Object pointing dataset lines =
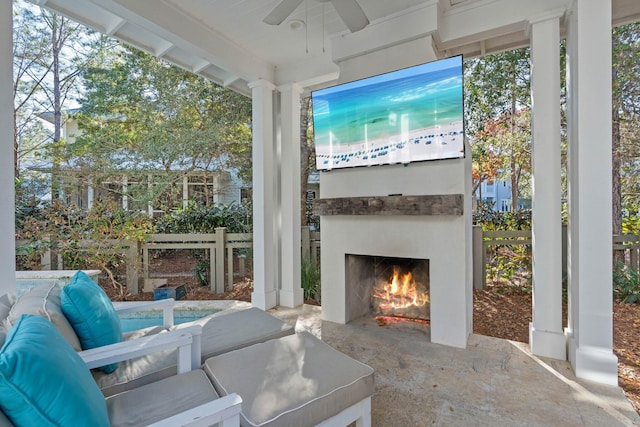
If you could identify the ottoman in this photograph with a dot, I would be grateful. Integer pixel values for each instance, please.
(294, 381)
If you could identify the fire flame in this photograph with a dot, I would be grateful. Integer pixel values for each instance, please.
(401, 292)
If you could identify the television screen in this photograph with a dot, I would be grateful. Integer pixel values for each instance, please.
(404, 116)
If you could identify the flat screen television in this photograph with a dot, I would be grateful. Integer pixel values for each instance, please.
(409, 115)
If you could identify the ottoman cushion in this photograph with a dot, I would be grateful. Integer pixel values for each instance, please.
(292, 381)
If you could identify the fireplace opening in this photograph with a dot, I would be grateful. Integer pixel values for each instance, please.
(388, 286)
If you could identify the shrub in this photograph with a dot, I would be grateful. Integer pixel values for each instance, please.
(310, 276)
(205, 219)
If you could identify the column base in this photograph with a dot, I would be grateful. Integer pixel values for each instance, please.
(264, 300)
(593, 363)
(547, 343)
(291, 298)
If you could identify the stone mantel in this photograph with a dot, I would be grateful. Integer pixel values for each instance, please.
(443, 204)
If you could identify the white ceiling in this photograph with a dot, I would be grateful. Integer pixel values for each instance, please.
(227, 42)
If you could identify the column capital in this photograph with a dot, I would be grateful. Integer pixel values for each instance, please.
(291, 87)
(550, 15)
(263, 84)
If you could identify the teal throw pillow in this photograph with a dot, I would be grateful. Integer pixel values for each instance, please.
(44, 382)
(91, 314)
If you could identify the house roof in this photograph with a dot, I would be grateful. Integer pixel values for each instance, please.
(227, 41)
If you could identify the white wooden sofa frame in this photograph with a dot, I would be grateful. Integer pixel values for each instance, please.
(224, 411)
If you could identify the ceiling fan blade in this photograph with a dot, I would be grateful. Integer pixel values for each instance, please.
(281, 12)
(351, 13)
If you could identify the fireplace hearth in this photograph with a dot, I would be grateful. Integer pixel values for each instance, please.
(387, 286)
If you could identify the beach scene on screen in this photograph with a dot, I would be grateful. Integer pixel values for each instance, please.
(405, 116)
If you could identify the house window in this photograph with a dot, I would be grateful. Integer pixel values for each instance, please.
(245, 195)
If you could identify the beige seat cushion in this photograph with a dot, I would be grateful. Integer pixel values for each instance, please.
(44, 301)
(293, 381)
(221, 332)
(160, 400)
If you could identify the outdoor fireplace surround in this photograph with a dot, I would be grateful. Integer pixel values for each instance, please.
(443, 238)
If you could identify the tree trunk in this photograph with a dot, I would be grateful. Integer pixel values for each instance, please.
(57, 110)
(57, 128)
(615, 167)
(306, 150)
(514, 172)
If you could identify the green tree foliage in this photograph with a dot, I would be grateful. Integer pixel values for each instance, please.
(84, 239)
(141, 114)
(49, 51)
(498, 100)
(626, 131)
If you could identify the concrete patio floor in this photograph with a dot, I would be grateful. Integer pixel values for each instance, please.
(494, 382)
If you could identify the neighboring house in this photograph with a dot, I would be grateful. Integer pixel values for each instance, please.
(205, 187)
(498, 193)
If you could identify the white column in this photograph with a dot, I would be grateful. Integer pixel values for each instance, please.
(590, 328)
(546, 337)
(290, 257)
(7, 196)
(265, 204)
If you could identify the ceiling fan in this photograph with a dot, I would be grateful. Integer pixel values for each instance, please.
(349, 11)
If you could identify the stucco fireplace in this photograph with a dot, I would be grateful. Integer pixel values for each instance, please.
(360, 218)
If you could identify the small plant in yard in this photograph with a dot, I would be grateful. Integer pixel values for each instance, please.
(201, 271)
(310, 273)
(626, 284)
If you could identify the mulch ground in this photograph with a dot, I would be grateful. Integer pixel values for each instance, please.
(504, 312)
(501, 311)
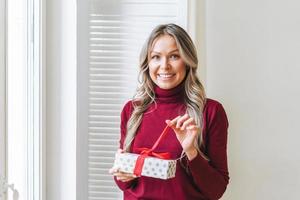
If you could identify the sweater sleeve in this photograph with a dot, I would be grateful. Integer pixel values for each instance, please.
(211, 177)
(125, 114)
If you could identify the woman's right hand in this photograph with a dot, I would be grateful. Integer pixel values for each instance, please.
(121, 176)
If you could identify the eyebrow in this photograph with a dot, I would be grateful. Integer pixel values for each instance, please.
(168, 53)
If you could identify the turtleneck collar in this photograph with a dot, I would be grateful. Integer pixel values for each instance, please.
(173, 95)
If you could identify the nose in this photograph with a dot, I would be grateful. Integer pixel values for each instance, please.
(165, 63)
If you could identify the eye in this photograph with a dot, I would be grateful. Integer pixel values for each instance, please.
(155, 57)
(174, 56)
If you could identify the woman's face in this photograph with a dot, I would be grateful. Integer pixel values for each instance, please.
(166, 67)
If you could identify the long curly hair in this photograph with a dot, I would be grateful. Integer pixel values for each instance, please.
(194, 95)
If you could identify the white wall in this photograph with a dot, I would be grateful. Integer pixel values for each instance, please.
(61, 100)
(253, 68)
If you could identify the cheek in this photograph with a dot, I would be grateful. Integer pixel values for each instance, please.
(152, 71)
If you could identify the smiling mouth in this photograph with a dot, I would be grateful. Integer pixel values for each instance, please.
(166, 76)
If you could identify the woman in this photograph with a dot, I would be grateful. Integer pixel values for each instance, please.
(171, 94)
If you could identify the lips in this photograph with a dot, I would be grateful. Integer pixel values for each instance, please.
(166, 76)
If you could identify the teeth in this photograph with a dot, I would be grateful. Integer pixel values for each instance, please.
(165, 75)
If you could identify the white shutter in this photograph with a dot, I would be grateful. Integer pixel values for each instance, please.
(117, 31)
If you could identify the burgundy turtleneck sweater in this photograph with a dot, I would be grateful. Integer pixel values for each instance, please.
(199, 179)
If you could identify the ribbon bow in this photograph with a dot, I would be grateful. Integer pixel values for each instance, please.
(146, 152)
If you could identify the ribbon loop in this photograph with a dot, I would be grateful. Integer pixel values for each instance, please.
(146, 152)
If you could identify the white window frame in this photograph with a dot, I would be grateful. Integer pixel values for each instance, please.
(37, 148)
(2, 97)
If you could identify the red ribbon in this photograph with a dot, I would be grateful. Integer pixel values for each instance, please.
(146, 152)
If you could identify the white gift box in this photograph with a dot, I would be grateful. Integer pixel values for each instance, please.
(153, 167)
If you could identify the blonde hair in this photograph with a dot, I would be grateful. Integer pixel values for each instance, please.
(194, 98)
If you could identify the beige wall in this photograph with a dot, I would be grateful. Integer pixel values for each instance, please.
(253, 68)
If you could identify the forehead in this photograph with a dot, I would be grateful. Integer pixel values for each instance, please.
(164, 43)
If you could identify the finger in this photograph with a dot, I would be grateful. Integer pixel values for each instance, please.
(120, 151)
(193, 128)
(113, 170)
(122, 174)
(172, 122)
(181, 120)
(188, 122)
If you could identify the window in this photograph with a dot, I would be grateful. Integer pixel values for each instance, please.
(116, 31)
(21, 86)
(2, 100)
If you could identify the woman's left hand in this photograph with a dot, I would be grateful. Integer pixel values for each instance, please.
(186, 132)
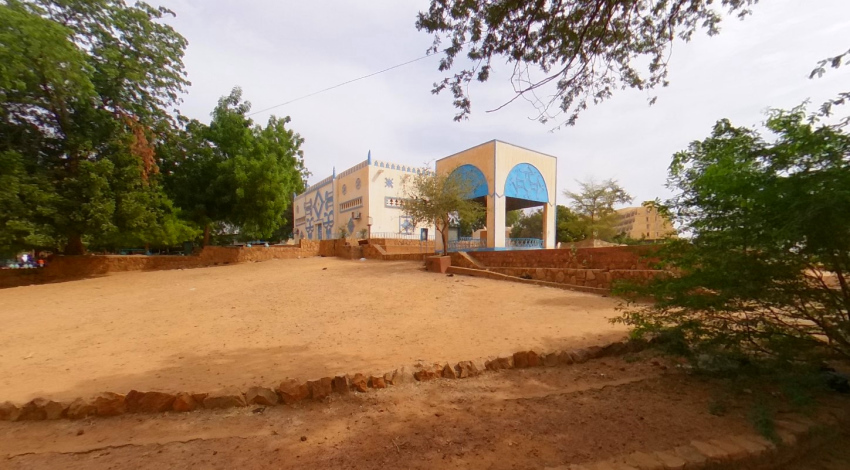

INSTRUCTION =
Select every line above that contains the word "frame" and copy each one out in full.

WRITTEN SOLUTION =
If you could identify the white wooden sofa frame in this photograph with a dot, I would be grateful. Integer pixel values for each instance, please.
If you could identify the white window frame in this photograph with a dot, I would be grateful. Integer pixel values for each instance, please.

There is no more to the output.